Reading passage:
* * * * *

Reputation: 6149
I need to compute the relative percentage of each category using pandas, I know I need to use groupby using pandas but I am kinda lost.
Input:
ID | stringValue | FloatValue
A | 'string' | 2
A | 'string2' | 8
B | 'string' | 5
Expected Output:
ID | stringValue | FloatValue | Perc
A | 'string' | 2 | 20
A | 'string2' | 8 | 80
B | 'string' | 5 | 100
The expected output groups value by their ID and calculate the percrentage.
Here, in A you have two value 2
and 8
. So the percentage should be 100 * 2 / (2+8)
and 100 * 8 / (2+8)
. For the id B, there is only one value so the Perc should be 100
Upvotes: 0
Views: 593
Reputation: 11
Considering your data is a pandas DataFrame named "data", the following code should do the trick:
data["Perc"] = data.apply(lambda x: x["FloatValue"] * 100 / data.groupby(["ID"]).sum()["FloatValue"][x["ID"]], axis=1)
It groups your items by ID and compute the total sum of FloatValue. The apply method of DataFrame then create a new Series by dividing the FloatValue by the corresponding group sum.

* * * * *

Work to complete:
1. Reproduce verbatim everything in the pandas percentage thread from "and 100 * 8" down to "corresponding group sum.".
2. Supply the text that follows the final sentence of the thread on computing group percentages in pandas.

Dataset section:
* * * * *

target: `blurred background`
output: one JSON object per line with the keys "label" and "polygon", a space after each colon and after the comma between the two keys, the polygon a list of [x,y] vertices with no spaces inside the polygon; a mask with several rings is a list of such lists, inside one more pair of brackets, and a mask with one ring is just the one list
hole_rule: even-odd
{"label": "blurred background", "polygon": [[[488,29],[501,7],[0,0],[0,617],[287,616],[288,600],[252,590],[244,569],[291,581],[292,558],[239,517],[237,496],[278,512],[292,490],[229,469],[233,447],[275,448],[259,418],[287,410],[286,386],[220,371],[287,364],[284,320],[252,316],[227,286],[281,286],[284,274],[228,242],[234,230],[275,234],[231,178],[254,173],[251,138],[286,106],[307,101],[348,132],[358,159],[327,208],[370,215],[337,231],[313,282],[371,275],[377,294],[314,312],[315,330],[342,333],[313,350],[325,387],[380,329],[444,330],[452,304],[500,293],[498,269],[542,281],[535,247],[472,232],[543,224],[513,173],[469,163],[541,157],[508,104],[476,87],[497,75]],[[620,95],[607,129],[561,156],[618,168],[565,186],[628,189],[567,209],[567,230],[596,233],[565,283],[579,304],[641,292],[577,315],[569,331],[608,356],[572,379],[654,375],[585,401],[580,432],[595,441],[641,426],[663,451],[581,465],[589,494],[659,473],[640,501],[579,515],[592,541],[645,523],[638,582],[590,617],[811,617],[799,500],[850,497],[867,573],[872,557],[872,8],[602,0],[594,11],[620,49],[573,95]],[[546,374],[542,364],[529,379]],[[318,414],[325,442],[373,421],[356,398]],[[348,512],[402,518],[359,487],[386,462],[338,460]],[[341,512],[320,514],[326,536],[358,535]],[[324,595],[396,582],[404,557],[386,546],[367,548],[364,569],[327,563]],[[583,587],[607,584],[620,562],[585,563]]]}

* * * * *

Answers to the exercises:
1.
and 100 * 8 / (2+8)
. For the id B, there is only one value so the Perc should be 100
Upvotes: 0
Views: 593
Reputation: 11
Considering your data is a pandas DataFrame named "data", the following code should do the trick:
data["Perc"] = data.apply(lambda x: x["FloatValue"] * 100 / data.groupby(["ID"]).sum()["FloatValue"][x["ID"]], axis=1)
It groups your items by ID and compute the total sum of FloatValue. The apply method of DataFrame then create a new Series by dividing the FloatValue by the corresponding group sum.

2.
Upvotes: 1
Reputation: 4233
IIUC try:
df['Perc'] = df.groupby('ID')['FloatValue'].transform(lambda x: (x/x.sum()) * 100)
# Output
ID stringValue FloatValue Perc
0 A 'string' 2 20
1 A 'string2' 8 80
2 B 'string' 5 100
Upvotes: 1
Reputation: 1145
If the 5 -> 100% is a typo and you literally just mean how can I make my number look like a percentage, you can do that easily.
If you want it to be % literally then you will have to divide by 10, and you can print it by multiplying by 100.
If you want it to be a percentage and you will keep that in mind, then do the opposite and multiply by 10.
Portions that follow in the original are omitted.